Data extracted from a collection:
★ ★ ★
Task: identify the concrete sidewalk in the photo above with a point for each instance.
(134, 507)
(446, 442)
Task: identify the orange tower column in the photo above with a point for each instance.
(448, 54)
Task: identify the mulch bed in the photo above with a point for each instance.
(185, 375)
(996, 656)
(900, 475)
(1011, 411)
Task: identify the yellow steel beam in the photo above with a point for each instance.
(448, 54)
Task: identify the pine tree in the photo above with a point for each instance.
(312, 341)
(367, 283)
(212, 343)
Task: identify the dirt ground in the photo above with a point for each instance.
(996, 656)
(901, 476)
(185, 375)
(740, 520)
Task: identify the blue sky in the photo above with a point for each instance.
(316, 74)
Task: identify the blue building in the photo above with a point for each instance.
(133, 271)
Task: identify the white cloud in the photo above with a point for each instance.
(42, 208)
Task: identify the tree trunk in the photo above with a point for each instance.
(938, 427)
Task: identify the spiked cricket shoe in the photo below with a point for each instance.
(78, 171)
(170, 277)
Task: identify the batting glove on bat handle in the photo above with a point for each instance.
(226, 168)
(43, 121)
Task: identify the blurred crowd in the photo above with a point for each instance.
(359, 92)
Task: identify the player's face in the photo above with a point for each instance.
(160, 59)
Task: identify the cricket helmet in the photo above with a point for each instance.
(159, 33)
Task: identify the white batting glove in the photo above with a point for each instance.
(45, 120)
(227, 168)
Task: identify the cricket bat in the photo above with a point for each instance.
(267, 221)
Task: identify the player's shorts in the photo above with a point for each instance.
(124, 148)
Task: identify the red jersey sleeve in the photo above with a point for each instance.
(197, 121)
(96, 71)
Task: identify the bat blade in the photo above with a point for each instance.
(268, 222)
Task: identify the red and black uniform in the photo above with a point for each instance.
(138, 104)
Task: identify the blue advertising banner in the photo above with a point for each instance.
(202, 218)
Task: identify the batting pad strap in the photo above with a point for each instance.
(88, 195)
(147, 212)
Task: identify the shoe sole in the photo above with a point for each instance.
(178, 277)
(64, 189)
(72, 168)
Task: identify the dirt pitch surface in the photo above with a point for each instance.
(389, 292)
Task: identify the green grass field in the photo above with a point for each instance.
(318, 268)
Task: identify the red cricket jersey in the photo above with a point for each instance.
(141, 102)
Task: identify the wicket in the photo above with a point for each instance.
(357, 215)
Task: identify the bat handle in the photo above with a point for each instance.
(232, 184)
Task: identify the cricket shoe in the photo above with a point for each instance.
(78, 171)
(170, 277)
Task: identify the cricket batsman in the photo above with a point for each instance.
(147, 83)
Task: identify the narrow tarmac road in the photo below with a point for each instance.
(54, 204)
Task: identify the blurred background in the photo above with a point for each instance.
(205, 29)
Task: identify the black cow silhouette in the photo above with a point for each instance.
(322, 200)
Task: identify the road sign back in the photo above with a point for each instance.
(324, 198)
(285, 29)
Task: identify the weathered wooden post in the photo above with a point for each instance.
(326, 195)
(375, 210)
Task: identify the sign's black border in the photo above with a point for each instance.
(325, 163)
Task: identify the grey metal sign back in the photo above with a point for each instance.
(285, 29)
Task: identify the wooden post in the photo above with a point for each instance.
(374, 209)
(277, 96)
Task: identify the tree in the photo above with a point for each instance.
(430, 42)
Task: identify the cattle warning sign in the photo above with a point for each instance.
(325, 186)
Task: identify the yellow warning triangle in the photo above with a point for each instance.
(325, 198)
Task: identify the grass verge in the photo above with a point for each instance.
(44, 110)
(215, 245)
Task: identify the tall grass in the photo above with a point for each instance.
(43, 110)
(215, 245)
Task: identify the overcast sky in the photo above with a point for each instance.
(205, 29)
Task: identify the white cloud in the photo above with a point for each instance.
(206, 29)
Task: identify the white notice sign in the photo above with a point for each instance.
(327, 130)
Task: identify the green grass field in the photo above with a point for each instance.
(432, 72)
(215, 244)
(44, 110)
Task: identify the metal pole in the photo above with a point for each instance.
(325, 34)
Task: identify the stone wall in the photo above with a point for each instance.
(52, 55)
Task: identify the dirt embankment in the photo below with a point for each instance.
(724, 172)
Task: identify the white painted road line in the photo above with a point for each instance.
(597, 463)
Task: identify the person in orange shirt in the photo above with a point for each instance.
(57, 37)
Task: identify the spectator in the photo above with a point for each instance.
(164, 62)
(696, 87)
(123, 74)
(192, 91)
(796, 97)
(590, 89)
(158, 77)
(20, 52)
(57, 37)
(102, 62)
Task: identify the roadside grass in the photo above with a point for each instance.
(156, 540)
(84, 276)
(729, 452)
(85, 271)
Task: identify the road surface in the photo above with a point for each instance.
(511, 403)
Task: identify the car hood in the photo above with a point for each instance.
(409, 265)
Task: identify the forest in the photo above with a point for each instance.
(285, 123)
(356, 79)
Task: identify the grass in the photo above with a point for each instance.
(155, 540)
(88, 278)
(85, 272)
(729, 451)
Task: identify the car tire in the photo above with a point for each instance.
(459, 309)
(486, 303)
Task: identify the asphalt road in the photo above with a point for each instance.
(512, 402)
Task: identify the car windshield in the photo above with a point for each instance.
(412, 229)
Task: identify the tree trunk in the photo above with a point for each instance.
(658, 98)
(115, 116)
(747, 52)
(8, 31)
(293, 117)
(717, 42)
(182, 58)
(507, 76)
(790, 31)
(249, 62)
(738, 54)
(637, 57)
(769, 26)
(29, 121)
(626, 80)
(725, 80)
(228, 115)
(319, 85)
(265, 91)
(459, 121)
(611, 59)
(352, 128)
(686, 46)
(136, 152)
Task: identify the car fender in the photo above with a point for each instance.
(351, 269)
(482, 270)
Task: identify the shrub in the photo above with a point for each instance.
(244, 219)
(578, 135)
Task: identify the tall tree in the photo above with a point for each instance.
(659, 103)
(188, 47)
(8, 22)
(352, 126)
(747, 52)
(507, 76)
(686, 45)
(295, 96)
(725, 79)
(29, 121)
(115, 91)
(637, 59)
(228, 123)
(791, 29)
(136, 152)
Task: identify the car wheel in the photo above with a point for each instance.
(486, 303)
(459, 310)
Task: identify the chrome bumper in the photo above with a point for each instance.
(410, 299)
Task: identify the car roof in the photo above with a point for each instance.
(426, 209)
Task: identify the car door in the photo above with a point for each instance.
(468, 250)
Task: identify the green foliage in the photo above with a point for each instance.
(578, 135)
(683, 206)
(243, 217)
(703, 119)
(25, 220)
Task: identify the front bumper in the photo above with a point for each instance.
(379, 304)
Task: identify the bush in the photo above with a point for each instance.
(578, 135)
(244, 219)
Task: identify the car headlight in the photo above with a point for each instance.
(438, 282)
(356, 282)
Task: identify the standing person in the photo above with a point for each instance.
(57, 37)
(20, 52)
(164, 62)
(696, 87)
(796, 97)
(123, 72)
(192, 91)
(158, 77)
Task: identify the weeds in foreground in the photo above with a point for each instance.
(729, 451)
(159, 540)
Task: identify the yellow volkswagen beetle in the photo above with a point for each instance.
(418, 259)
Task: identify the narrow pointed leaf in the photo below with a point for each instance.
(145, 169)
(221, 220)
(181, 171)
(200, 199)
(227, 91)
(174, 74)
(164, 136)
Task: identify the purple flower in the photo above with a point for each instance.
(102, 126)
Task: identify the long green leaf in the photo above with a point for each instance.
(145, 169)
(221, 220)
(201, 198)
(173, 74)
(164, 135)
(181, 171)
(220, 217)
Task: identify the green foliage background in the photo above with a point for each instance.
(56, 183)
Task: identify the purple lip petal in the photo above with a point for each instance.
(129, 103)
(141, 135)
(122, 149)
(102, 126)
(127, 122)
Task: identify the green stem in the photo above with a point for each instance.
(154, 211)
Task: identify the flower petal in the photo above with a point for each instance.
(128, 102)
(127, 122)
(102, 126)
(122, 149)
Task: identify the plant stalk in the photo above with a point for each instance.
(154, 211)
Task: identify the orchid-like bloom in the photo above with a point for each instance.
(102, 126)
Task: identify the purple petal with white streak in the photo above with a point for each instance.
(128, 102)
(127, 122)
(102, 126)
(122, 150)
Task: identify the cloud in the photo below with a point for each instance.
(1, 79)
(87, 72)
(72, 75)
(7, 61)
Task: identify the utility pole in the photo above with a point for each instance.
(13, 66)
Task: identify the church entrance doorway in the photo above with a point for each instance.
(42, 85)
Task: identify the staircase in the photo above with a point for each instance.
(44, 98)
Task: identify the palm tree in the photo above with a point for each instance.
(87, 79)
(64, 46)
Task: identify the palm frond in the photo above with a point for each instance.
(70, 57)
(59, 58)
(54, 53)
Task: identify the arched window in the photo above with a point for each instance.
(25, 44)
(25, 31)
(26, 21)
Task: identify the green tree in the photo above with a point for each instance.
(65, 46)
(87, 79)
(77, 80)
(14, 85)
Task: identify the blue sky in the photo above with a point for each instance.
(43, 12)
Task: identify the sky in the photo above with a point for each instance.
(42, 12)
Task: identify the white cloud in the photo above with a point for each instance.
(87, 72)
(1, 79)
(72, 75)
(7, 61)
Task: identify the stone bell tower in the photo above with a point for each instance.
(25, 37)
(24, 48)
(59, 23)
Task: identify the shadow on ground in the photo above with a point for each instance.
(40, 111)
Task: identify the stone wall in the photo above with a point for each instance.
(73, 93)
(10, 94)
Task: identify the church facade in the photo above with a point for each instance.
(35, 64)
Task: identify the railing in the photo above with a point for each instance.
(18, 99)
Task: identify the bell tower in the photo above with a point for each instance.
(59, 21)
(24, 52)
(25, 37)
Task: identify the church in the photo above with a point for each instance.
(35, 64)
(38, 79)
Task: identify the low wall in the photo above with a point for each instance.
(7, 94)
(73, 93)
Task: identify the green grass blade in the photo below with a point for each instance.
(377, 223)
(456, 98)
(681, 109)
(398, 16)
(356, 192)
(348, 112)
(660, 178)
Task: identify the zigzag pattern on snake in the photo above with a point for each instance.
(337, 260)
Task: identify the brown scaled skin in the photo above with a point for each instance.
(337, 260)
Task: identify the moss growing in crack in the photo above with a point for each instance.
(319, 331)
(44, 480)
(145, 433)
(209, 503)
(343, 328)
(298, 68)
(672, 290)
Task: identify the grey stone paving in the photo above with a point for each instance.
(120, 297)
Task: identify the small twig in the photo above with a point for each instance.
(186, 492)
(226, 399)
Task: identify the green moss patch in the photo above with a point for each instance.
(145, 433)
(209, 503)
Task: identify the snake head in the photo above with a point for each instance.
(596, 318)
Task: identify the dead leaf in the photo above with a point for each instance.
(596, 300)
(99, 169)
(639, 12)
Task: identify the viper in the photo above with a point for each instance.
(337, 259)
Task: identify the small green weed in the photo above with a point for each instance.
★ ★ ★
What is required =
All lines from the line containing "Task: identify the brown" through the end of the listing above are to be duplicated exactly; include both ends and nothing further.

Finished task =
Task: identify the brown scaled skin in the photo above with a point for each instance.
(337, 260)
Task: identify the moss growing in crack in the photo above with a point for each instance.
(319, 331)
(44, 480)
(145, 433)
(209, 503)
(343, 328)
(298, 68)
(672, 290)
Task: identify the grey stone paving in the photo above with a point for each instance.
(120, 297)
Task: identify the small twig in the photo above with a point for each instance.
(186, 492)
(226, 399)
Task: identify the green moss patch in the photo above with a point for each instance.
(145, 433)
(209, 503)
Task: identify the snake head in the photo above with a point for each instance.
(596, 318)
Task: identify the dead leaf in the photo above with a point for each instance.
(596, 300)
(99, 169)
(639, 12)
Task: identify the viper in the photo above with a point for each instance.
(337, 259)
Task: identify the small green weed in the photo above with a point for each instance.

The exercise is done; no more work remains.